**What the task asks**
Turn the lines of the material below into a numbered list, leaving out any blank lines.

**Data supplied**
● ● ● ● ●

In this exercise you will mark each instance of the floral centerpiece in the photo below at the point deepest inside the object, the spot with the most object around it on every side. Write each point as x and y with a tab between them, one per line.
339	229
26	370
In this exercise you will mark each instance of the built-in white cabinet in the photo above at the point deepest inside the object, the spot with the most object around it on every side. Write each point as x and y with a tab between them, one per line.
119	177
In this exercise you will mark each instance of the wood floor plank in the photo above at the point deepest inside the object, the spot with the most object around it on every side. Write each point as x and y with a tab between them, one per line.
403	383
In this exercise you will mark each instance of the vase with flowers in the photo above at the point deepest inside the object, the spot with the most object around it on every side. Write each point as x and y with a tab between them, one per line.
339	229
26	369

● ● ● ● ●

**Reply**
1. In this exercise you will mark each instance of the floral centerpiece in the photo below at the point deepest inside the object, the spot with the most object around it on every side. Write each point as x and y with a tab between them, one per line.
2. 339	229
3. 26	370
4. In this exercise you will mark each instance of the built-in white cabinet in the photo above at the point deepest inside the object, the spot with the most object around it on every side. Write each point as x and y with a tab between them, one per line.
5. 119	177
6. In this exercise you will mark each instance of the wood floor plank in the photo above at the point deepest inside the object, the spot with the most object around it on every side. Write each point as x and y with a tab between them, one per line.
7. 403	383
8. In this exercise you will mark each instance of the vase with flowers in the photo above at the point deepest inside the object, the spot with the most object around it on every side. Write each point as x and y with a tab between them, one per line.
9. 339	229
10. 26	369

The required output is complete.